Select, from the data, each line where "light" occurs.
# # # # #
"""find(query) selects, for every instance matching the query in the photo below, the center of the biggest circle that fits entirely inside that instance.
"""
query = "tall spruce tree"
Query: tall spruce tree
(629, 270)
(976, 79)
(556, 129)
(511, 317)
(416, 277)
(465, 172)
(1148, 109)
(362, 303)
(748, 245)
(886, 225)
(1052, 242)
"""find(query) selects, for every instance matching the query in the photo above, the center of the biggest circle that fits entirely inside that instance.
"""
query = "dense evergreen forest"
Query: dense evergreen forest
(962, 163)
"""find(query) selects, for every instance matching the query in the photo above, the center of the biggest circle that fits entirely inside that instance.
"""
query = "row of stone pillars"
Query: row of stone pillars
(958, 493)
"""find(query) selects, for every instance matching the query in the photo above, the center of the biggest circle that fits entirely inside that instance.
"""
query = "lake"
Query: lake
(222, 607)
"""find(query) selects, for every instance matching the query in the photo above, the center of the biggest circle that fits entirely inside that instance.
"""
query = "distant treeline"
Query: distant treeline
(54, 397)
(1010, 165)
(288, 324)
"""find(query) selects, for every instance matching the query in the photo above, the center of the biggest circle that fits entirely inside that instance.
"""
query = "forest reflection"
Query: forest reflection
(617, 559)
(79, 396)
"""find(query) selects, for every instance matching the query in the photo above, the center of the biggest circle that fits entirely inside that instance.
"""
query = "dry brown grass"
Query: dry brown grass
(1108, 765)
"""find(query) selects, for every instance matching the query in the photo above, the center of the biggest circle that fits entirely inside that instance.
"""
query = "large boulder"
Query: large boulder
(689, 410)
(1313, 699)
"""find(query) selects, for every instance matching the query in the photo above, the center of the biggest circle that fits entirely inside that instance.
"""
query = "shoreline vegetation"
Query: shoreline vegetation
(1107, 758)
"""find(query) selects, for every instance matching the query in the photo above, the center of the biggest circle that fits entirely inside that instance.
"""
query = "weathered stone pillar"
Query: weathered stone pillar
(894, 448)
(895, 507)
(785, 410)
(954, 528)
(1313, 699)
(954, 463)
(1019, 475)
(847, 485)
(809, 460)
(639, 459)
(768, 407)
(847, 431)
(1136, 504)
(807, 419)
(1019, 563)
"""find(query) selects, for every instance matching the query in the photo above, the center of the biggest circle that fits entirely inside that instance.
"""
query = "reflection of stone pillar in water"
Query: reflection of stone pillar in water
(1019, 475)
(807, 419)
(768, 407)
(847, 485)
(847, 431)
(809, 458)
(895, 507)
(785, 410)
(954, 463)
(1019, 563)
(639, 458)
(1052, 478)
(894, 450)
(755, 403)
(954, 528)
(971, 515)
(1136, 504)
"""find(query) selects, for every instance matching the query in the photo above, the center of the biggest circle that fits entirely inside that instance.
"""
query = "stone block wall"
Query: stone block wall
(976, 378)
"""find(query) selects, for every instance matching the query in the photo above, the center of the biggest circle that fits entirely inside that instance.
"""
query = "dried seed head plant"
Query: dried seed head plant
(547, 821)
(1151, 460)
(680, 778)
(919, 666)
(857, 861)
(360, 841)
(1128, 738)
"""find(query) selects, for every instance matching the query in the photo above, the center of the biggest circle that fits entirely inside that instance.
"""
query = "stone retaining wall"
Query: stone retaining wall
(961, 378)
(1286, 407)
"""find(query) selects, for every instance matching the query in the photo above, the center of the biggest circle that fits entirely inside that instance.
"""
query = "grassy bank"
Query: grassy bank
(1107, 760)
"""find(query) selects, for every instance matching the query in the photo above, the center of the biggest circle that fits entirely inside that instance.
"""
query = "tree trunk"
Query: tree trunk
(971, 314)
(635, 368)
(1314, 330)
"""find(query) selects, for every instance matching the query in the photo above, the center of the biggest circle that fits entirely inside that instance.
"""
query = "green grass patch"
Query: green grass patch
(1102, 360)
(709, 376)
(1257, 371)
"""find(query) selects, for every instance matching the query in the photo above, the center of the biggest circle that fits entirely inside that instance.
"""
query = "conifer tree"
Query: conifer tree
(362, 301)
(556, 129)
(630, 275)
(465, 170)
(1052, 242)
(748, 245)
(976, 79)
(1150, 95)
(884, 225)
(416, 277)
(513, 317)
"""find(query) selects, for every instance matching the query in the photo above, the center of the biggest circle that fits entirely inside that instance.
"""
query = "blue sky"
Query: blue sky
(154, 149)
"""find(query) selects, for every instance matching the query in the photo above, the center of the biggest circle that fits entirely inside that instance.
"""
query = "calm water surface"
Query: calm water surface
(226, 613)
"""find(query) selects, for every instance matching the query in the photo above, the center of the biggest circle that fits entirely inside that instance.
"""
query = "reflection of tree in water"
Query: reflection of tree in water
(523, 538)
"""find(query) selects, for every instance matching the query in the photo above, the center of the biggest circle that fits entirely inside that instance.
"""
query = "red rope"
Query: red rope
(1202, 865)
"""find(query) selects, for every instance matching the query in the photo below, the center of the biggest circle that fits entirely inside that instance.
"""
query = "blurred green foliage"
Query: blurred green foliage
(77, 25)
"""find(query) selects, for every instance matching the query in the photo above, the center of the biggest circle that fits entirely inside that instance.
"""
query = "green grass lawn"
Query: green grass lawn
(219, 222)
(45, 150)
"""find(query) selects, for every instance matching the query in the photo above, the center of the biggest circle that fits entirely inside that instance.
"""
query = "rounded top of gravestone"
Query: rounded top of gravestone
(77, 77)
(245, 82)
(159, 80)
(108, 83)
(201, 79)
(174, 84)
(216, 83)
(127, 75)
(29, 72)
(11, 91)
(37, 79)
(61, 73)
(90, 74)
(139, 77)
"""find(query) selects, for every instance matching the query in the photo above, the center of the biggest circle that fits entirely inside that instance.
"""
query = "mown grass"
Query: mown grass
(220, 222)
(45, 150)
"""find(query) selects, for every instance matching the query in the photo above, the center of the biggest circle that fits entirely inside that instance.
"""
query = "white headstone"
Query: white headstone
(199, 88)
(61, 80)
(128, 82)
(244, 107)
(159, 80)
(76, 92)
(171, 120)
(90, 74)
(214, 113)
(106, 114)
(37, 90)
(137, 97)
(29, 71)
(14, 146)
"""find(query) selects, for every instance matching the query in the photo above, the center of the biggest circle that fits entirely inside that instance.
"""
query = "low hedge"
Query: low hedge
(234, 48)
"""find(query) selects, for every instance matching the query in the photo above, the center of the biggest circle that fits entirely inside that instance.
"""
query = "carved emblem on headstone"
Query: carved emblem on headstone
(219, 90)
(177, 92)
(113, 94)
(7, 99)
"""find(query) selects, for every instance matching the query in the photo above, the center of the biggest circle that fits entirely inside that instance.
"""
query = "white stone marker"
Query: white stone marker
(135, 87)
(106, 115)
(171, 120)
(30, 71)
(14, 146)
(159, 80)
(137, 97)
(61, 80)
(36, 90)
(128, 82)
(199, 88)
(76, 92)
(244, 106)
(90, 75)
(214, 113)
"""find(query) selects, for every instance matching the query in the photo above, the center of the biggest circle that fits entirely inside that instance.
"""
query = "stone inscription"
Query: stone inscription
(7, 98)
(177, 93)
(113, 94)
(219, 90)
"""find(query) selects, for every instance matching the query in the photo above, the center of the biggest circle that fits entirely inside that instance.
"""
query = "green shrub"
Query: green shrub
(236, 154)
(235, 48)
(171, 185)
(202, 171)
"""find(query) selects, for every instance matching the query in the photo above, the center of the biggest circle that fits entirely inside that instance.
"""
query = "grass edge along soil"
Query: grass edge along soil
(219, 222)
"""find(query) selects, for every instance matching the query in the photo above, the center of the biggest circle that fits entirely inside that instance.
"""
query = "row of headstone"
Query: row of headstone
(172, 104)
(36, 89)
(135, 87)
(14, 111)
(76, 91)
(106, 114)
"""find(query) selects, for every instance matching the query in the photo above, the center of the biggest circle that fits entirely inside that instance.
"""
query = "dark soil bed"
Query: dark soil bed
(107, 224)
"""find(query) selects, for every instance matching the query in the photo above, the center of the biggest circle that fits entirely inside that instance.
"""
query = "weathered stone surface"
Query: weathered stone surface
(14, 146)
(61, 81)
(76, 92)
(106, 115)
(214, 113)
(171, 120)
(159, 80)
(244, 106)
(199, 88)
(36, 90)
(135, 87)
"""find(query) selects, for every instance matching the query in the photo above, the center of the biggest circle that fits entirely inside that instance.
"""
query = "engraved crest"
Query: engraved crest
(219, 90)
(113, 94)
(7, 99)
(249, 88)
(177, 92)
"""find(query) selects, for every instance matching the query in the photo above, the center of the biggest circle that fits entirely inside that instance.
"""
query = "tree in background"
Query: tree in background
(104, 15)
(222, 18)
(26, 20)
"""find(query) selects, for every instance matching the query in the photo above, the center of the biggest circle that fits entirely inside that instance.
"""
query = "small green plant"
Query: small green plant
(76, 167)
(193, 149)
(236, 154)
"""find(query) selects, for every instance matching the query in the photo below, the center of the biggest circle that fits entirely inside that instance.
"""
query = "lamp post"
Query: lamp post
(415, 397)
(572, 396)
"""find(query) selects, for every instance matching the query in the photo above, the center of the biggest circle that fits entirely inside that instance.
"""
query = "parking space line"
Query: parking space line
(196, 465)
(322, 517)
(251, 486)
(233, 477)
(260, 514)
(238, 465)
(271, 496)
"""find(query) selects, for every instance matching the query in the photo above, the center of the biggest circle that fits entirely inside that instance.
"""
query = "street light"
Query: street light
# # # # #
* Task solution
query = "street light"
Query: street light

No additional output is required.